## GOAL
Rescale the data from its start through the line "x=516 y=190", copying every line again with the requests included. Multiply each coordinate in the answers by 2.55, and round to whole numbers with halves rounded up.

(Entries from a pointing dataset)
○ ○ ○ ○
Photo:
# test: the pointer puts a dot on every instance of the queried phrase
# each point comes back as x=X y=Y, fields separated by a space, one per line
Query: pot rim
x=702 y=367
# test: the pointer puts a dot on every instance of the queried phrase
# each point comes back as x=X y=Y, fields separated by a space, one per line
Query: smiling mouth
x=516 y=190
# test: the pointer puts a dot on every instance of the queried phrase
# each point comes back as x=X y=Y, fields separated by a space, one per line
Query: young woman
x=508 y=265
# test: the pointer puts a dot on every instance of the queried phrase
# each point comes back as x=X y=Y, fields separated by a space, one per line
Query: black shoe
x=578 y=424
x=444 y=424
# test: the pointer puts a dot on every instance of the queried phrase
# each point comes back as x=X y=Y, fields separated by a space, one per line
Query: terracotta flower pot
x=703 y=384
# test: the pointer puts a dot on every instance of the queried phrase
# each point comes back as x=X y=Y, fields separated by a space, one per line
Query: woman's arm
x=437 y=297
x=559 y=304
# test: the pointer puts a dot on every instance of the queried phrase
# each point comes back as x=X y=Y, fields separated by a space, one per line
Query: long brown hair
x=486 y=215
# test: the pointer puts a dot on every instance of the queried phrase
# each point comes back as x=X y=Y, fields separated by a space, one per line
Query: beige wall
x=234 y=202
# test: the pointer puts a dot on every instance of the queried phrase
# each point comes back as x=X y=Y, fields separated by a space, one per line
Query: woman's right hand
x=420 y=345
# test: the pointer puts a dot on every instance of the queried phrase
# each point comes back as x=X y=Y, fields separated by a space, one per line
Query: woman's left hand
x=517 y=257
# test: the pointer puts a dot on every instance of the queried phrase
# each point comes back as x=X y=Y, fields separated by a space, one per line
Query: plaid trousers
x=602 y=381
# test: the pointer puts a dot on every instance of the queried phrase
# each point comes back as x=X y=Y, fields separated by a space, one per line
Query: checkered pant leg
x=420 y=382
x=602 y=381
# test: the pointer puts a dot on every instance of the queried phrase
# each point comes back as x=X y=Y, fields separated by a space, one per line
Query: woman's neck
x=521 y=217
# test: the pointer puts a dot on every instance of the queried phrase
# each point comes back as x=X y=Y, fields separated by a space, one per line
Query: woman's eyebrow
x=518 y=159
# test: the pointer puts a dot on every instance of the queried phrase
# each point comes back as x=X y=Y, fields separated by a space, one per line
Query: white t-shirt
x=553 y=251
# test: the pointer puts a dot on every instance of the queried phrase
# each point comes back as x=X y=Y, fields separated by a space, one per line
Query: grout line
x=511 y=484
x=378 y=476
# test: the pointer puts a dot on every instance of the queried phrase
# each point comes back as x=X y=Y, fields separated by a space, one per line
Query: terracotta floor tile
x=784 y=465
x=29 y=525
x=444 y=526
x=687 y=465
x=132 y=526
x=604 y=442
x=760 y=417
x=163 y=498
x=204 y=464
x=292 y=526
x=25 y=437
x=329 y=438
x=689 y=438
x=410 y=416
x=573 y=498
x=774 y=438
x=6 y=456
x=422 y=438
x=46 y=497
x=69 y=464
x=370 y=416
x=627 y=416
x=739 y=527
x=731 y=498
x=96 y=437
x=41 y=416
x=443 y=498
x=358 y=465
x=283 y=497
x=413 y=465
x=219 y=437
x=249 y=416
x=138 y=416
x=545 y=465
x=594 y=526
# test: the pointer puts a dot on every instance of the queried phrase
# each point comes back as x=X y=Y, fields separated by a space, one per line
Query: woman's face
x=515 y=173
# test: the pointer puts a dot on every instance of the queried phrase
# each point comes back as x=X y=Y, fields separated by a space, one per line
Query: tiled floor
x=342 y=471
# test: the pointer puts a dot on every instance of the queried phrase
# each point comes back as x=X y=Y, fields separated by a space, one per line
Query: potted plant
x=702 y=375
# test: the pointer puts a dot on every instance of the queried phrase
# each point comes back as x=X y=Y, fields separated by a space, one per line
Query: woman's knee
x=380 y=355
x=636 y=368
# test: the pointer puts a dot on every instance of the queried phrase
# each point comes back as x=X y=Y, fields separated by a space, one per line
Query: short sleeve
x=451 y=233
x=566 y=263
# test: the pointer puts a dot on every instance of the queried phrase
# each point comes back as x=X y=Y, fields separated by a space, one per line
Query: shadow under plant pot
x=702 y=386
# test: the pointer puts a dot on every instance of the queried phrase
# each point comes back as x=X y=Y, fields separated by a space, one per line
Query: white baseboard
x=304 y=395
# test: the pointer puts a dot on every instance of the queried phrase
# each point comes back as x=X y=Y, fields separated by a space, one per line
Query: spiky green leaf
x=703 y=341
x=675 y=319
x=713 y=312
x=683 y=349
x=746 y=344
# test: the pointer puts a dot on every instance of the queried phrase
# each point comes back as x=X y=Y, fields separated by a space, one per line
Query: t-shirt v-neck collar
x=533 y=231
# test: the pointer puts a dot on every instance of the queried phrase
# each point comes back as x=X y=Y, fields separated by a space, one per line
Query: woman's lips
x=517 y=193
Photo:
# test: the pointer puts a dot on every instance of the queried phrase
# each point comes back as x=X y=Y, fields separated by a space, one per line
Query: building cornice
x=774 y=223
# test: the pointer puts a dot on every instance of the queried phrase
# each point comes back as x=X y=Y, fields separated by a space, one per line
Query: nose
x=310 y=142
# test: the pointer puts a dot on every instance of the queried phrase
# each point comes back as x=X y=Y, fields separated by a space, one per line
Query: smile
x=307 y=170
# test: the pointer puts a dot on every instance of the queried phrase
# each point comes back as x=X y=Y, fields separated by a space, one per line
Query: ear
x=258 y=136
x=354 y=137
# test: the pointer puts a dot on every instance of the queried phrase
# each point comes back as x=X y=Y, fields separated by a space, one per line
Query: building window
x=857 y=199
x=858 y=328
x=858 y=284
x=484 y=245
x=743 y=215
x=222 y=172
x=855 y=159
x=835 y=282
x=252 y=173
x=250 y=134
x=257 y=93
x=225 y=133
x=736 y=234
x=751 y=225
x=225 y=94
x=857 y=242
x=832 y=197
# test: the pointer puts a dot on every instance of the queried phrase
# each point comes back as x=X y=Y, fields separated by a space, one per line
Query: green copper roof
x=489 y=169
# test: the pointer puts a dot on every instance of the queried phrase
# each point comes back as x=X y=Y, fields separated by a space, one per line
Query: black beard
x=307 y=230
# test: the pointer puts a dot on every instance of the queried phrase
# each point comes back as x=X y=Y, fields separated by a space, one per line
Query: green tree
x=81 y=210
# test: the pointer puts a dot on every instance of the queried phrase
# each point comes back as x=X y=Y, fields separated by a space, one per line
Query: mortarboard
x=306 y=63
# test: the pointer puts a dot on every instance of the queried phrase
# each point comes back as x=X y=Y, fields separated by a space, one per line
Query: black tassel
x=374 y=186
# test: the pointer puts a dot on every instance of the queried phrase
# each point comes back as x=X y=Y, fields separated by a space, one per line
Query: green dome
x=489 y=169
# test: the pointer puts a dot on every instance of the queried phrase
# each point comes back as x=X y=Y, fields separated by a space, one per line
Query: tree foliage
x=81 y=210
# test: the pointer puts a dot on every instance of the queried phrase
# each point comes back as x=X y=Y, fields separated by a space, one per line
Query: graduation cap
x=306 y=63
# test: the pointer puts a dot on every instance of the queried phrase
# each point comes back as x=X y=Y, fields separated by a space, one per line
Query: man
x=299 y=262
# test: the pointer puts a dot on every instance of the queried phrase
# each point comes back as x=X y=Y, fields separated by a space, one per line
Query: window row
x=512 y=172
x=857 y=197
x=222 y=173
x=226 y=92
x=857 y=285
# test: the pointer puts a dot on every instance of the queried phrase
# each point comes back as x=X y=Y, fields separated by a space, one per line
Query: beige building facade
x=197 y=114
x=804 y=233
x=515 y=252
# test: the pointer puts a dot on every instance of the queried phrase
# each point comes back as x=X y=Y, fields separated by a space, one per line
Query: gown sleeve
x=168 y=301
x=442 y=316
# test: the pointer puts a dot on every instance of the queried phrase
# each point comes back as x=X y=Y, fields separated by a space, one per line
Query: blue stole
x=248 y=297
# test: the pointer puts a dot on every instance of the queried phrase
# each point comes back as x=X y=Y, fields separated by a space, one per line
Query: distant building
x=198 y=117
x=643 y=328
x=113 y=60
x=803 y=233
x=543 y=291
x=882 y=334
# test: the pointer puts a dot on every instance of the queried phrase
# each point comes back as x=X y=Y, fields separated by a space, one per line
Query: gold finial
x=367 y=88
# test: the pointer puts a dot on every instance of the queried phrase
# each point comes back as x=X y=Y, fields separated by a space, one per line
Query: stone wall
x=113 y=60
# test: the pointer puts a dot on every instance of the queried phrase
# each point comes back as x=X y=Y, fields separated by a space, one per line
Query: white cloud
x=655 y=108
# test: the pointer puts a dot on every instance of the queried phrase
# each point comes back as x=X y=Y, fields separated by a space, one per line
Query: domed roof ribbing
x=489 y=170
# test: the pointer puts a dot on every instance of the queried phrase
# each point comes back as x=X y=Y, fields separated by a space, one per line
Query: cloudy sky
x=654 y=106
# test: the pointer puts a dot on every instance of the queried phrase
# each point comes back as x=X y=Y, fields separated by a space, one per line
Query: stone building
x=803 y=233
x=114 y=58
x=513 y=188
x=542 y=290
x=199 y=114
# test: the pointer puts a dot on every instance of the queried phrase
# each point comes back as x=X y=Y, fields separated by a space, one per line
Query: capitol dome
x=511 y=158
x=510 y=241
○ ○ ○ ○
## FULL ANSWER
Photo:
# test: the pointer puts a dot on every instance of the queried phrase
# each point comes back as x=X y=Y, fields separated by a space, one per line
Query: pot rim
x=1790 y=936
# test: the pointer puts a dot on every instance of the queried phrase
# each point comes back as x=X y=Y, fields separated by a space, one per line
Query: smiling mouth
x=1316 y=485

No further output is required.